■ Tekstgedeelte:
════════

Europees Hof voor de Rechten van de Mens - 41215/14 - 14-09-2017

Samenvatting

In een arrest van 14 september 2017 besluit het EHRM dat de uitzetting van een Nigeriaanse man, die sinds zijn twee jaar in het Verenigd Koninkrijk woont en daar een zoontje heeft, geen schending van zijn recht op gezinsleven oplevert.
 
Feiten: uitzettingsbeslissing omwille van gevaar voor de openbare orde
 
De heer Ndidi, een Nigeriaanse man, kwam als tweejarig kind met zijn moeder naar het Verenigd Koninkrijk. Sinds zijn 12de pleegde hij strafbare feiten. Het ging onder meer om overvallen, inbraak, drugsdelicten, etc. Een deel van zijn jeugd bracht hij door in jeugdinstellingen. In 2011, werd hij op 24-jarige leeftijd vrijgelaten. Hij kreeg hierbij een uitzettingsbevel. Hij ging in beroep omdat hij meende dat het uitzettingsbevel zijn recht op een gezins- en familieleven zou schenden, in het bijzonder met zijn zoontje dat in 2012 werd geboren, en de Britse nationaliteit heeft. Al zijn beroepen werden verworpen. Hij wachtte nog op de effectieve uitzetting omdat de aanvraag voor een geldig reisdocument nog steeds hangende was bij de Nigeriaanse autoriteiten.
 
EHRM: geen schending artikel 8 EVRM
 
Het EHRM oordeelde dat het VK artikel 8 EVRM niet heeft geschonden. Het EHRM stelde dat de situatie van de verzoeker aan een rigoureus onderzoek moest onderworpen worden omwille van de lange tijd dat hij in het VK woonde, de relatie met zijn zoontje en zijn andere familieleden in het Verenigd Koninkrijk, en zijn beperkte banden met Nigeria. Het EHRM meende echter dat de Britse autoriteiten een correct en grondig onderzoek hadden gevoerd, waaronder het afwegen van het recht op gezinsleven voor de verzoeker enerzijds en het belang van de samenleving anderzijds. Ze hadden daarbij de principes uit de rechtspraak van het EHRM ook toegepast (Boultif t. Zwitzerland, nr. 54273/00, Üner tegen Nederland[GK], nr. 46410/99, Maslov t. Oostenrijk [GK], nr. 1638/03). De verzoeker, die een lange geschiedenis had van een toenemend aantal misdrijven, werd in 2006 al gewaarschuwd door de overheid voor een mogelijke uitzetting. Hij pleegde ook nog misdrijven eens hij al meerderjarig was.
 
Bovendien traden er geen wijzigingen in zijn omstandigheden op sinds de laatste beslissing van de Britse autoriteiten. Het EHRM achtte zich dus niet genoodzaakt de zaak te opnieuw te evalueren. Integendeel, meende het EHRM, sinds de laatste beslissing eindigde de relatie met zijn partner, en werd het bezoekrecht voor zijn zoon beperkt tot één op twee zaterdagen. Het EHRM besluit dat het Verenigd koninkrijk artikel 8 EVRM niet heeft geschonden.

════════

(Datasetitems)

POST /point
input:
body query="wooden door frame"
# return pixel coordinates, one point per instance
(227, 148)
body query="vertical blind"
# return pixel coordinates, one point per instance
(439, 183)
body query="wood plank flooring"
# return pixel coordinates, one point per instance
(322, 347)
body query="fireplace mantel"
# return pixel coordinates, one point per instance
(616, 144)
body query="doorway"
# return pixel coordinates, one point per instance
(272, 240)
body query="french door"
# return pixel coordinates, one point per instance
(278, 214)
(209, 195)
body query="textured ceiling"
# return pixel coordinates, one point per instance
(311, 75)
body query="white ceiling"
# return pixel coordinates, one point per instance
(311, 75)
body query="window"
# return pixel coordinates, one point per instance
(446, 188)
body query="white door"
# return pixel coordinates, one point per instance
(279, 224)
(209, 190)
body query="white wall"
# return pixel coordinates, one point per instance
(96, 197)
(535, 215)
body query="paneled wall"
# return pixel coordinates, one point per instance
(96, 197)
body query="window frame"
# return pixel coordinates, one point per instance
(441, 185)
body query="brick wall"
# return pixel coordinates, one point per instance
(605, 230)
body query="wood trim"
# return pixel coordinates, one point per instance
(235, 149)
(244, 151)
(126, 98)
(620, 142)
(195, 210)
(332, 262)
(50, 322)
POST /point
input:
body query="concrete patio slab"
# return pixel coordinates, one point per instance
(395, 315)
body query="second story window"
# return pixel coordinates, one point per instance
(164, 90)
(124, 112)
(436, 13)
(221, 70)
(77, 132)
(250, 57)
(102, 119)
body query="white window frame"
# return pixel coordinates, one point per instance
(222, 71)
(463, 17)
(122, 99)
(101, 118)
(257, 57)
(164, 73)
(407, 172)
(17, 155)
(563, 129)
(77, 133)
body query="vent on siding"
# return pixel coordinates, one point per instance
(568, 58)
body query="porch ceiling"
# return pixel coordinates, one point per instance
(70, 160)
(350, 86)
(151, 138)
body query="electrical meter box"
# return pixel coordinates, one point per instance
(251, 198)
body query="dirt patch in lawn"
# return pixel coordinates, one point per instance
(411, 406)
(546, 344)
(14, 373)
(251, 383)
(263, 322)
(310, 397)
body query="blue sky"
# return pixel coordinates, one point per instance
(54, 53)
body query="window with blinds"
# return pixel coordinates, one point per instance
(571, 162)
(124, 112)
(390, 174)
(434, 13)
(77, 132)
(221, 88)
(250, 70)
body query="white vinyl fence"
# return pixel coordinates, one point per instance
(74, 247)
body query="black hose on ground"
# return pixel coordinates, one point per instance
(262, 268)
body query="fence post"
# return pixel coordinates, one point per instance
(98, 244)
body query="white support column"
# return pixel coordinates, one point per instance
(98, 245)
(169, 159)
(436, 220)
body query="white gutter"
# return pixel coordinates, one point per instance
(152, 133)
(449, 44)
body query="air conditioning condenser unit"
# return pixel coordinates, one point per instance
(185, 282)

════════

■ Opdracht 1:
Hoe oud was de heer Ndidi volgens het tekstgedeelte toen hij werd vrijgelaten?
■ Opdracht 2:
Geef bij elke bewering aan of die overeenkomt met het tekstgedeelte, en citeer de woorden uit de tekst die dat bepalen.
(a) De zoon van de heer Ndidi werd in 2012 geboren.
(b) Het EHRM oordeelde dat het Verenigd Koninkrijk artikel 8 EVRM had geschonden.
(c) De heer Ndidi werd in 2006 door de overheid gewaarschuwd voor een mogelijke uitzetting.
■ Opdracht 3:
Som alle eerdere zaken uit de rechtspraak van het EHRM op die in het tekstgedeelte worden genoemd, elk met het bijbehorende nummer.

■ Uitwerking 1:
Hij was 24 jaar oud toen hij in 2011 werd vrijgelaten.

■ Uitwerking 2:
(a) Ja: "zijn zoontje dat in 2012 werd geboren"
(b) Nee: "Het EHRM oordeelde dat het VK artikel 8 EVRM niet heeft geschonden."
(c) Ja: "werd in 2006 al gewaarschuwd door de overheid voor een mogelijke uitzetting"

■ Uitwerking 3:
1. Boultif t. Zwitzerland, nr. 54273/00
2. Üner tegen Nederland [GK], nr. 46410/99
3. Maslov t. Oostenrijk [GK], nr. 1638/03